**Text under study**
*** Block opens ***
Campus Life

Juggling the role of a student-athlete

When Mike O'Brien says he's planning on going to medical school next year, you can all but consider it a certainty – that's just the way he gets things done.
A soon-to-be-graduating (he finishes school in December and will convocate in the spring) senior fullback from the Pronghorns men's soccer program, O'Brien has made a habit of setting goals and steadfastly achieving them.

A walk-on candidate for the soccer team in his first year, he introduced himself to head coach Randy Bardock over e-mail and was only assured he'd get an opportunity to try out when he arrived. Five years later, O'Brien finished his career as a team captain, a second-team conference all-star and the highest scoring fullback in program history.

His academic career at the University followed a similar path. For two years he put up good, if not outstanding, grades while combining soccer and studies. Since then, with an eye on a future in medicine, O'Brien dedicated himself to improving his academic standing. The result was consecutive selections as an Academic All-Canadian (a third is in the offing) and the Canada West Student-Athlete of the Year nod for 2009.

"It is a point of pride that I am able to be an Academic All-Canadian because there are very few athletes in general who get that honour," says O'Brien, a 22-year-old Calgary, Alta. native.

"Maturity has been the biggest change. Moving away from home for the first time, there are so many distractions and I definitely took advantage of those in my first two years. I had a B and B+ average, which isn't horrible, but it's not good enough to get into medical school.

"I realized I needed to change my academic habits. It wasn't really until my third year when I started to improve. Maturity and learning from my past mistakes were the biggest differences."

A biological science major, O'Brien has already applied to attend medical school upon graduation next spring. This past summer, he immersed himself in the medical field, spending two months as a volunteer in Arusha, Tanzania, with the Volunteer Abroad organization.

"It was an amazing experience," says O'Brien. "I was able to help in an HIV/AIDS clinic, work in a lab and maternal health clinic and observe major surgical procedures first hand."

He says the work he did only steeled his resolve to become a doctor.
"It reaffirmed my desire to go to medical school but more than that, it made me want to do something more, perhaps as a doctor, to further help people in developing countries," he says.
*** Block closes ***
**Material supplied**
*** Block opens ***
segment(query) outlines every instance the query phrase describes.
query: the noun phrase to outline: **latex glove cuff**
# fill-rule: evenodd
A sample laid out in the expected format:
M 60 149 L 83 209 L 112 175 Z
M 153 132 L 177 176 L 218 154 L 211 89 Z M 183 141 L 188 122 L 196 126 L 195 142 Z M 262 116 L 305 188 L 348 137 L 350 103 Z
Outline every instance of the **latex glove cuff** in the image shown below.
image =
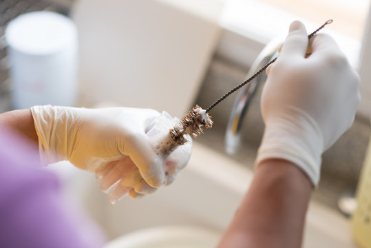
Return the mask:
M 279 118 L 267 120 L 255 167 L 270 158 L 286 160 L 302 169 L 317 187 L 323 143 L 321 132 L 313 118 L 297 108 L 290 107 Z

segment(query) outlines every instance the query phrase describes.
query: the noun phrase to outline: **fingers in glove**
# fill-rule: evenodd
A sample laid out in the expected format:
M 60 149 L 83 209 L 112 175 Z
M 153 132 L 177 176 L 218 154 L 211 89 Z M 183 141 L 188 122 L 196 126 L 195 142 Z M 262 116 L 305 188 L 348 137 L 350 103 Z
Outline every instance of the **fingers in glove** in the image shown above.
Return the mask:
M 290 25 L 288 34 L 282 45 L 280 56 L 299 56 L 304 57 L 308 48 L 308 34 L 304 25 L 293 21 Z
M 139 198 L 143 197 L 145 195 L 137 193 L 134 189 L 132 189 L 129 192 L 129 196 L 132 198 Z
M 118 184 L 108 196 L 108 200 L 111 203 L 115 204 L 117 201 L 122 199 L 131 189 L 131 187 L 123 187 L 121 184 Z
M 153 193 L 156 191 L 157 189 L 151 187 L 151 185 L 147 183 L 145 180 L 142 179 L 140 181 L 139 181 L 134 185 L 134 189 L 137 193 L 142 194 L 149 194 Z
M 160 187 L 164 184 L 162 161 L 151 146 L 149 138 L 144 134 L 135 134 L 129 138 L 127 152 L 140 172 L 140 174 L 152 187 Z
M 127 156 L 117 161 L 114 161 L 107 165 L 110 169 L 105 174 L 99 185 L 101 190 L 107 192 L 115 183 L 120 180 L 127 175 L 130 174 L 130 172 L 136 169 L 136 166 Z
M 317 34 L 310 39 L 310 48 L 312 49 L 312 55 L 310 57 L 315 59 L 317 56 L 321 56 L 324 54 L 339 54 L 343 55 L 339 45 L 329 34 L 326 33 Z

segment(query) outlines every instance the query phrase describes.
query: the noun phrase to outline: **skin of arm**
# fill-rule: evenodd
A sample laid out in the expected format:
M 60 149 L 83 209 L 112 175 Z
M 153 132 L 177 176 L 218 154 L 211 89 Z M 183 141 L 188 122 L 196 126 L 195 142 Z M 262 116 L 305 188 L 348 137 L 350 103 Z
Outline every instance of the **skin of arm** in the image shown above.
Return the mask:
M 30 110 L 13 110 L 0 114 L 0 126 L 12 129 L 35 144 L 38 136 Z
M 300 247 L 312 190 L 292 163 L 262 161 L 218 247 Z

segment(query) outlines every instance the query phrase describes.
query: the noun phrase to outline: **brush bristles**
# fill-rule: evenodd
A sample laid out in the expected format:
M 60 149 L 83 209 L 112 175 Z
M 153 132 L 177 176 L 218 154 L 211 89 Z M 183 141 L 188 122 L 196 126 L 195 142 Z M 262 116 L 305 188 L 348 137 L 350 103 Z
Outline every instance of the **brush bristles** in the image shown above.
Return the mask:
M 203 133 L 202 126 L 211 128 L 213 121 L 205 110 L 196 105 L 192 110 L 182 118 L 178 124 L 170 130 L 170 137 L 176 143 L 183 145 L 188 142 L 185 134 L 189 134 L 195 138 Z

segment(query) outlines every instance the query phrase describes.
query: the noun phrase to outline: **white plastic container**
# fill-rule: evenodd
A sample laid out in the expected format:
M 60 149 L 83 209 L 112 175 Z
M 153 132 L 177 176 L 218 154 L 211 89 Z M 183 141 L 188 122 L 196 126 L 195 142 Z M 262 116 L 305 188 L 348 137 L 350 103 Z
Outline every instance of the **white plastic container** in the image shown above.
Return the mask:
M 77 95 L 77 28 L 67 17 L 34 12 L 12 20 L 6 30 L 12 105 L 74 105 Z

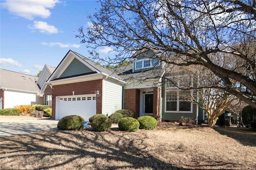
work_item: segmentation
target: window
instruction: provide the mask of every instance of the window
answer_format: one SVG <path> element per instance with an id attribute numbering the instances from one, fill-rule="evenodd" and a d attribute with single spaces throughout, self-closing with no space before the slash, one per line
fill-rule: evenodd
<path id="1" fill-rule="evenodd" d="M 142 61 L 138 61 L 136 63 L 136 69 L 141 69 L 142 67 Z"/>
<path id="2" fill-rule="evenodd" d="M 144 61 L 144 67 L 148 67 L 150 66 L 150 60 L 145 60 Z"/>
<path id="3" fill-rule="evenodd" d="M 45 96 L 45 105 L 52 105 L 52 95 L 47 95 Z"/>

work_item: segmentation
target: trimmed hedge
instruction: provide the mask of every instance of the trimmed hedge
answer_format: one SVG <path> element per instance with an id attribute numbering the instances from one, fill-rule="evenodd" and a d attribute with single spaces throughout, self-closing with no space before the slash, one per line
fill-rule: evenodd
<path id="1" fill-rule="evenodd" d="M 52 117 L 52 108 L 44 110 L 44 116 L 46 117 Z"/>
<path id="2" fill-rule="evenodd" d="M 140 123 L 139 128 L 141 129 L 154 129 L 157 125 L 156 119 L 150 116 L 143 116 L 137 119 Z"/>
<path id="3" fill-rule="evenodd" d="M 0 115 L 6 116 L 20 115 L 19 110 L 15 108 L 4 109 L 0 109 Z"/>
<path id="4" fill-rule="evenodd" d="M 105 115 L 98 113 L 98 114 L 96 114 L 95 115 L 94 115 L 93 116 L 92 116 L 91 117 L 90 117 L 90 118 L 89 118 L 89 121 L 90 123 L 92 123 L 92 121 L 94 119 L 95 119 L 96 118 L 97 118 L 97 117 L 107 117 L 107 116 Z"/>
<path id="5" fill-rule="evenodd" d="M 32 106 L 31 108 L 34 110 L 38 111 L 43 111 L 46 109 L 51 108 L 52 106 L 49 105 L 34 105 Z"/>
<path id="6" fill-rule="evenodd" d="M 139 130 L 140 123 L 132 117 L 124 117 L 118 122 L 119 129 L 127 132 L 135 132 Z"/>
<path id="7" fill-rule="evenodd" d="M 98 117 L 93 120 L 91 126 L 95 130 L 102 132 L 110 129 L 112 125 L 112 121 L 106 116 Z"/>
<path id="8" fill-rule="evenodd" d="M 72 115 L 63 117 L 58 123 L 59 130 L 80 130 L 83 128 L 84 119 L 79 116 Z"/>
<path id="9" fill-rule="evenodd" d="M 113 123 L 118 123 L 121 119 L 123 118 L 123 115 L 119 113 L 114 113 L 108 117 Z"/>
<path id="10" fill-rule="evenodd" d="M 132 111 L 129 111 L 126 109 L 118 110 L 116 111 L 115 113 L 121 113 L 124 117 L 133 117 L 134 115 L 134 113 Z"/>

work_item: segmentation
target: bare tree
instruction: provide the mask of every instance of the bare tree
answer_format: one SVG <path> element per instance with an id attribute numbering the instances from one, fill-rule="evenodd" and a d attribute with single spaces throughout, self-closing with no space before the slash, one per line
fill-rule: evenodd
<path id="1" fill-rule="evenodd" d="M 89 16 L 87 33 L 81 27 L 76 36 L 92 48 L 93 58 L 118 63 L 146 43 L 148 50 L 162 51 L 156 56 L 167 63 L 208 68 L 224 83 L 219 88 L 256 107 L 256 0 L 100 3 L 101 8 Z M 115 57 L 100 57 L 96 49 L 104 46 L 112 47 Z M 216 55 L 232 61 L 223 64 L 212 59 Z"/>

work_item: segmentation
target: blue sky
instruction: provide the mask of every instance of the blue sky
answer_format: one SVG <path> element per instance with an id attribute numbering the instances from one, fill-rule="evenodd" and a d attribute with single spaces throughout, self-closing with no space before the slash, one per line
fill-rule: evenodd
<path id="1" fill-rule="evenodd" d="M 36 75 L 44 64 L 57 67 L 70 49 L 88 56 L 76 38 L 90 26 L 96 0 L 0 0 L 0 67 Z M 100 55 L 108 55 L 104 47 Z"/>

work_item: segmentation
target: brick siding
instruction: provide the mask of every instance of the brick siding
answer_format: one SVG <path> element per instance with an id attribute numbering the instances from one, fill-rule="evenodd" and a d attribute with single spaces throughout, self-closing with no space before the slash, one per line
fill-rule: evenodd
<path id="1" fill-rule="evenodd" d="M 52 101 L 52 119 L 55 119 L 56 97 L 72 95 L 73 91 L 75 92 L 74 95 L 96 94 L 97 90 L 100 91 L 100 96 L 96 98 L 96 113 L 101 113 L 102 106 L 102 79 L 53 86 L 52 94 L 54 97 Z"/>

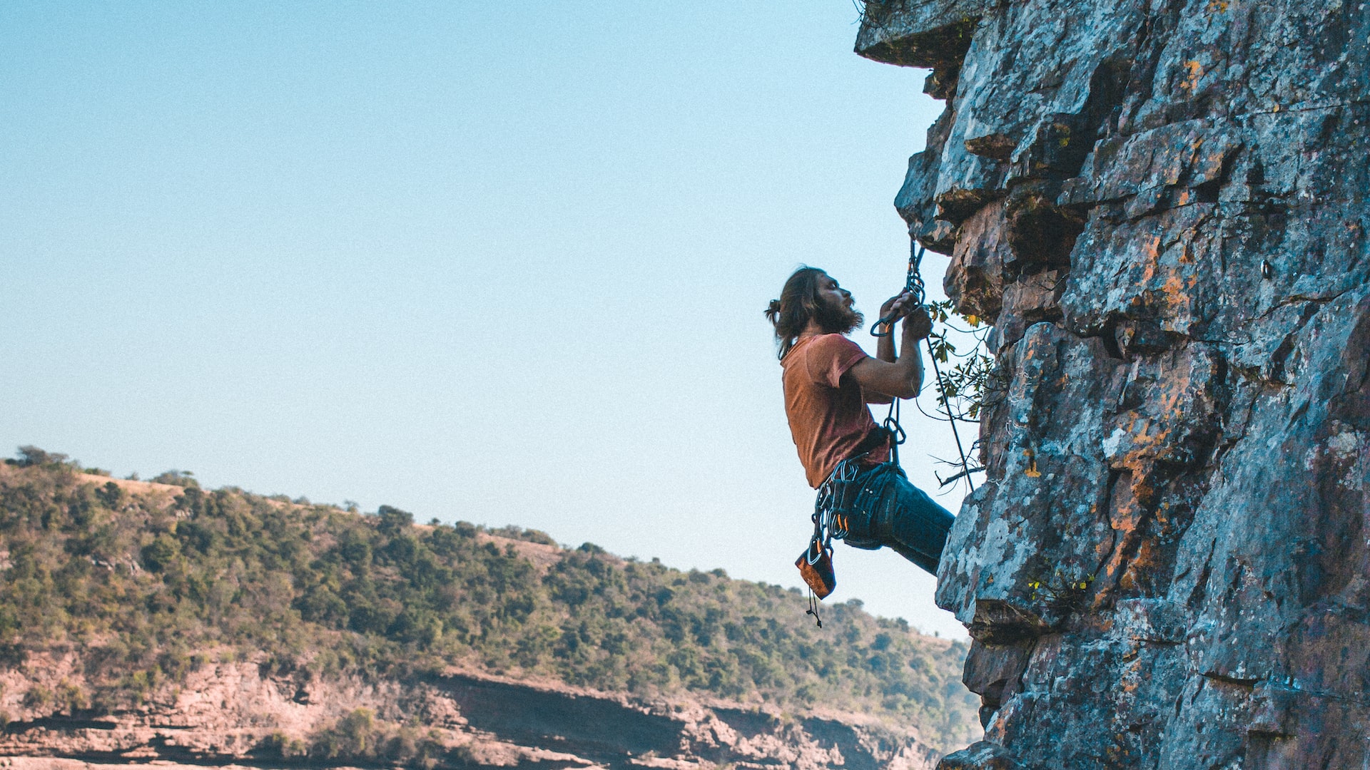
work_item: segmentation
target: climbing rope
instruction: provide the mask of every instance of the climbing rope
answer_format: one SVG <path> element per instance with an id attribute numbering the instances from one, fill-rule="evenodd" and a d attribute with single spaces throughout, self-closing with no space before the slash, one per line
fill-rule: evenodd
<path id="1" fill-rule="evenodd" d="M 927 306 L 927 286 L 923 284 L 922 263 L 923 263 L 923 247 L 918 241 L 912 241 L 908 247 L 908 274 L 904 277 L 904 289 L 914 296 L 914 300 L 918 303 L 918 307 Z M 886 315 L 885 318 L 881 318 L 874 325 L 871 325 L 870 336 L 888 337 L 893 334 L 896 321 L 899 319 L 895 315 Z M 930 337 L 923 337 L 923 341 L 927 343 L 927 358 L 932 359 L 933 362 L 933 375 L 937 378 L 937 396 L 938 396 L 937 400 L 941 401 L 943 414 L 947 415 L 947 422 L 951 423 L 951 434 L 956 440 L 956 454 L 960 455 L 960 473 L 949 478 L 948 482 L 955 481 L 958 478 L 964 478 L 966 485 L 970 486 L 971 492 L 974 492 L 975 484 L 970 480 L 970 474 L 978 469 L 971 469 L 970 463 L 966 460 L 966 449 L 960 443 L 960 432 L 956 430 L 956 417 L 951 411 L 951 403 L 948 401 L 947 390 L 943 388 L 941 369 L 937 366 L 937 352 L 933 349 L 933 341 Z M 885 429 L 889 430 L 893 436 L 891 438 L 891 448 L 889 448 L 891 458 L 895 460 L 895 463 L 899 463 L 899 445 L 904 443 L 904 438 L 907 438 L 904 429 L 899 426 L 899 399 L 891 399 L 889 414 L 885 417 L 884 425 Z M 947 482 L 944 482 L 943 485 L 945 486 L 945 484 Z"/>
*** Block closes ***
**Set of tasks**
**a)** In the profile of Mike O'Brien, how long did he spend volunteering in Arusha, Tanzania?
**b)** Duplicate the part of the profile of Mike O'Brien from "A biological science" up to and including "become a doctor.".
**c)** According to the profile of Mike O'Brien, what distinctions did he finish his soccer career with? List them all.

**Solved problems**
**a)** Two months.

**b)**
A biological science major, O'Brien has already applied to attend medical school upon graduation next spring. This past summer, he immersed himself in the medical field, spending two months as a volunteer in Arusha, Tanzania, with the Volunteer Abroad organization.

"It was an amazing experience," says O'Brien. "I was able to help in an HIV/AIDS clinic, work in a lab and maternal health clinic and observe major surgical procedures first hand."

He says the work he did only steeled his resolve to become a doctor.

**c)**
- Team captain
- Second-team conference all-star
- Highest scoring fullback in program history